**Excerpt from a dataset**
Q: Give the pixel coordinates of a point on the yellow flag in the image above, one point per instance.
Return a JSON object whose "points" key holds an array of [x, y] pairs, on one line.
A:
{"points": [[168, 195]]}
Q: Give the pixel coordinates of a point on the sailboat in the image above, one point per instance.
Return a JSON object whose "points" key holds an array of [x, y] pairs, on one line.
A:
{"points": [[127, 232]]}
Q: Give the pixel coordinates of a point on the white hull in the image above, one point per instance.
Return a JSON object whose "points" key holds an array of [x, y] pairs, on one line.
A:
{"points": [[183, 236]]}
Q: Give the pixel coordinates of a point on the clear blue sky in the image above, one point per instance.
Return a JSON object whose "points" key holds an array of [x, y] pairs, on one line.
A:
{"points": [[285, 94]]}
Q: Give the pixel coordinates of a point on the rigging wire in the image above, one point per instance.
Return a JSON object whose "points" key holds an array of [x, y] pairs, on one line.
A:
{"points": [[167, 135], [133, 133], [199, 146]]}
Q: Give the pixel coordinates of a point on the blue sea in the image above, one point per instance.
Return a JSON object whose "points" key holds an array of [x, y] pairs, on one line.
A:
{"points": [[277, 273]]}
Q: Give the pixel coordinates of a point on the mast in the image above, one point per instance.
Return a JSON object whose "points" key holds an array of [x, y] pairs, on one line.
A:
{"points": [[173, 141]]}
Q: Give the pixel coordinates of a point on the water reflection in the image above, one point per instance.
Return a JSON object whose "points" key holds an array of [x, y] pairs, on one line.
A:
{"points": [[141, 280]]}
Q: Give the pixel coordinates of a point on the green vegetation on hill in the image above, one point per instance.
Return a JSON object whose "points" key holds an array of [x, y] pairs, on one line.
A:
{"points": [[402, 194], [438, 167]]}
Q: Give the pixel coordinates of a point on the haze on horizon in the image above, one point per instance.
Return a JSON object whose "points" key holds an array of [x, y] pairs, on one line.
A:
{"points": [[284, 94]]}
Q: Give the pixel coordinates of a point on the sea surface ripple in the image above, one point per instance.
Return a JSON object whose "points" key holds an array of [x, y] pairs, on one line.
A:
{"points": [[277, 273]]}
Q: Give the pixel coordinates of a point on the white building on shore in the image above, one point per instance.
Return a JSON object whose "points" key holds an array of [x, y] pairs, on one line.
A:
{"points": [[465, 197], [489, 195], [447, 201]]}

**Objective**
Write out again everything from the line containing "Q: Give the pixel coordinates of a point on the water" down to the end of the records, requests included, and decrease every pixel coordinate in the answers by 140.

**Answer to the exercise**
Q: Give the pixel coordinates of a point on the water reflection in the image above, one point per instance.
Return a JSON object whose "points" key holds an array of [x, y] pairs, on one line.
A:
{"points": [[1, 140]]}
Q: Give the pixel coordinates of a point on the green vegetation on hill in the image above, one point per instance.
Return a JSON object whose "points" key holds an array of [x, y] pairs, on one line.
A:
{"points": [[262, 54], [298, 27]]}
Q: Give the pixel coordinates of a point on the haze on horizon in the image above, one point per instance.
Return a JSON object whose "points" key holds an array of [x, y] pairs, on one line.
A:
{"points": [[144, -46]]}
Q: Give the pixel coordinates of a point on the sea surface ripple in the image above, one point per instance.
Return a JSON object whose "points" key holds an array of [x, y] pairs, on one line.
A:
{"points": [[137, 133]]}
Q: Give the pixel coordinates of a point on the white building on shore in the image above, one point per instance.
Return a JSON object whose "points" key holds an array of [x, y] pairs, on one line.
A:
{"points": [[325, 57], [349, 55], [307, 61]]}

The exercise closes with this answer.